_SHORT EXERCISE_
Which of the rows below contain the string "blue" with its case matching exactly? List each of those rows in full.

(begin)

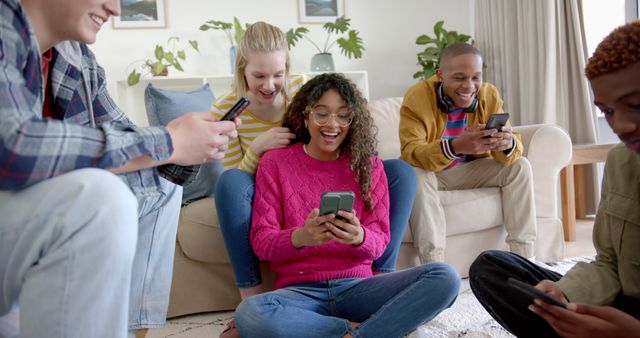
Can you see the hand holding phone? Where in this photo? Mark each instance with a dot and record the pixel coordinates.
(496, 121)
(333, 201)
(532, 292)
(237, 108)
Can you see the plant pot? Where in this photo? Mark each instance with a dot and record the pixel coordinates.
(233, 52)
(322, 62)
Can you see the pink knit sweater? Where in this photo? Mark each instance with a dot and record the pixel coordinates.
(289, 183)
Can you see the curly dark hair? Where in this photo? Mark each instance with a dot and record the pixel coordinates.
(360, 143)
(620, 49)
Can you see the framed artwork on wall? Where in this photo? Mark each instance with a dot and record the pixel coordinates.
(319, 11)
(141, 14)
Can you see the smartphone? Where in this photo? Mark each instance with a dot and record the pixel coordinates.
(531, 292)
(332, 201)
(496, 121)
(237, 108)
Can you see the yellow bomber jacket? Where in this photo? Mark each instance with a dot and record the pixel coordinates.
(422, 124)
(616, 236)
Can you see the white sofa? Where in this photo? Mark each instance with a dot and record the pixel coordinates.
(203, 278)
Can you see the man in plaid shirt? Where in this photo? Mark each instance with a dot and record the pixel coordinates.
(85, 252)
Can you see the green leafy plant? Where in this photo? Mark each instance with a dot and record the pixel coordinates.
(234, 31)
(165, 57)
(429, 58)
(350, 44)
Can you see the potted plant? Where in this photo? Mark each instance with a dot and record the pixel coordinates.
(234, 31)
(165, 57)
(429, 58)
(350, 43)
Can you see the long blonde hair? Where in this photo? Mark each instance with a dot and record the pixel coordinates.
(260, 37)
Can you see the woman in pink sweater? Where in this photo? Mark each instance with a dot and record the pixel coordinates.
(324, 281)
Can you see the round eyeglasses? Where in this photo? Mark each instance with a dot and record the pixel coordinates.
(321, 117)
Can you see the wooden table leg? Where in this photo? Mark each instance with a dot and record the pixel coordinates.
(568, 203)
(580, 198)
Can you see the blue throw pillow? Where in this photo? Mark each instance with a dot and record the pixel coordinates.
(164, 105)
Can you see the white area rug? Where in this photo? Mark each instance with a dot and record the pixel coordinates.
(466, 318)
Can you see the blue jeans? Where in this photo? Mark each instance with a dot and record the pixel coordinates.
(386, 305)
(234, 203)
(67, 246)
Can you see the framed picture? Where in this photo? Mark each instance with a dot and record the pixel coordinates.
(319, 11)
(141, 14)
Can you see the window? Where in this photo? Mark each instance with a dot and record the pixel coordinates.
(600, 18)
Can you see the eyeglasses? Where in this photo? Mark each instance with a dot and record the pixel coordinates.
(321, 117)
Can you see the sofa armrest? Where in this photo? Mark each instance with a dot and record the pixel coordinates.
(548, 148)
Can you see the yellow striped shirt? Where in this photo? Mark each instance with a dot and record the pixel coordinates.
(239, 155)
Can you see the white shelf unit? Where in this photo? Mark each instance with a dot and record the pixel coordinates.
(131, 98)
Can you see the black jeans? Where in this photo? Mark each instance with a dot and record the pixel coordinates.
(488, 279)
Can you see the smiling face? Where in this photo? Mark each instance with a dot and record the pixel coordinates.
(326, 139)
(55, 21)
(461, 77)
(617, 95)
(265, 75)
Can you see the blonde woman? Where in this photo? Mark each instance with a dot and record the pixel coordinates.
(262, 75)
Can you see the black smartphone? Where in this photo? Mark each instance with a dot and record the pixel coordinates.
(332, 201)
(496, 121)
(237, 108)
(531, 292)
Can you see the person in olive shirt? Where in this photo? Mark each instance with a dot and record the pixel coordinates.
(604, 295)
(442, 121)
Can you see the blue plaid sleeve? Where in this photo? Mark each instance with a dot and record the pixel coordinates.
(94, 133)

(end)
(begin)

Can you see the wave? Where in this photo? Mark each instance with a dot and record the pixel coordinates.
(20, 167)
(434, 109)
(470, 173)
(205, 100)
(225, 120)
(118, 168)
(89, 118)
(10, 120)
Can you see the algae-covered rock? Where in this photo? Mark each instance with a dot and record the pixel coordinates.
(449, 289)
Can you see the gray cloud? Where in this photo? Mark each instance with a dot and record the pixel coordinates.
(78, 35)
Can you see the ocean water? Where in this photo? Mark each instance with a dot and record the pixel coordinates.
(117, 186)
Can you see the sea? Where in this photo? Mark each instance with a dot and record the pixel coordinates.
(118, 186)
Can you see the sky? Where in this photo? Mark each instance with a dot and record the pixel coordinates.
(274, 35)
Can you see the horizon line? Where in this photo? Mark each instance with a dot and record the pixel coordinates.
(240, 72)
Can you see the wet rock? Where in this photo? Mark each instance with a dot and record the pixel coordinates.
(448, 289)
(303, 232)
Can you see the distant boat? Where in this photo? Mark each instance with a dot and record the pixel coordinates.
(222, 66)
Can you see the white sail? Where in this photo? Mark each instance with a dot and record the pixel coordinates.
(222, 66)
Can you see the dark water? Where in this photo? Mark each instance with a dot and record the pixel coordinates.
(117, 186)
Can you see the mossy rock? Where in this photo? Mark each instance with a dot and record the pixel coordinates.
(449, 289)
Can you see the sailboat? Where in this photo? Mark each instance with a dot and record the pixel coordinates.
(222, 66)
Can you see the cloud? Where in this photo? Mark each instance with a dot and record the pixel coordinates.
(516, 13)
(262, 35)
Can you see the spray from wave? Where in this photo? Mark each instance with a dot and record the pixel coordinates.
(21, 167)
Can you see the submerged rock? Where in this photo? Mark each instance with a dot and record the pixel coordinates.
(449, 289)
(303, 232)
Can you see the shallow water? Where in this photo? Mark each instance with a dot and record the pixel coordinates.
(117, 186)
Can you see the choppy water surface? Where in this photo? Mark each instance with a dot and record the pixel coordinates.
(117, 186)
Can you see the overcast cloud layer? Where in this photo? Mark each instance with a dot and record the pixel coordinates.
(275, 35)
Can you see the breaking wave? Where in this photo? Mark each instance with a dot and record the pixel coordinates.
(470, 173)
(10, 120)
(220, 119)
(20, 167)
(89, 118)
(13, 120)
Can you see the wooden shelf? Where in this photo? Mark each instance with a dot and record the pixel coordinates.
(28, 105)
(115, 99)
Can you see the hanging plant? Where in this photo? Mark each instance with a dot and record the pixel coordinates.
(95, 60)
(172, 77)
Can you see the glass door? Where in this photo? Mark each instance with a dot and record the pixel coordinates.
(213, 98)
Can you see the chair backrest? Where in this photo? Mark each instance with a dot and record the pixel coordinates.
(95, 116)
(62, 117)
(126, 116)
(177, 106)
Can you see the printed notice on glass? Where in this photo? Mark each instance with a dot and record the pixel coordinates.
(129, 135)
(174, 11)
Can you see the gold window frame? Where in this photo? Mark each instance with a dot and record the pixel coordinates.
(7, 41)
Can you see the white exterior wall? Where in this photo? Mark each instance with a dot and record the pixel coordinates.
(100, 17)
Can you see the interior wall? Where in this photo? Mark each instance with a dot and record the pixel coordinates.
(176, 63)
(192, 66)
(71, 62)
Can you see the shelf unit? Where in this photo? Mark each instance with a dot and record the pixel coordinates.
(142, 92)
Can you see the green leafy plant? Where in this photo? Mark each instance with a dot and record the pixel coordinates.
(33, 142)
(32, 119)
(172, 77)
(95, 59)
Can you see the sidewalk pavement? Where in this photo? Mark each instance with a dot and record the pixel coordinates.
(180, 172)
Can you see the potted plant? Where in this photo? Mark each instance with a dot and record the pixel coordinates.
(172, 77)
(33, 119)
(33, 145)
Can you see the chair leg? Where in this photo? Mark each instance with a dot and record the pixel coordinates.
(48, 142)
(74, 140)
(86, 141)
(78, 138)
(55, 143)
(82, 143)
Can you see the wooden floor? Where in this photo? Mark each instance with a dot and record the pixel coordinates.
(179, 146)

(end)

_ANSWER TO THIS EXERCISE_
Can you see the blue throw pillow? Where in this photo? Mark each instance with a dot and record the pixel coordinates.
Can you see the blue jeans? Where in this photo? Mark each instance with a dot and record the pixel coordinates.
Can you see the blue plaid sleeve? Where in this photo? Mark each instance with a dot and record the pixel coordinates.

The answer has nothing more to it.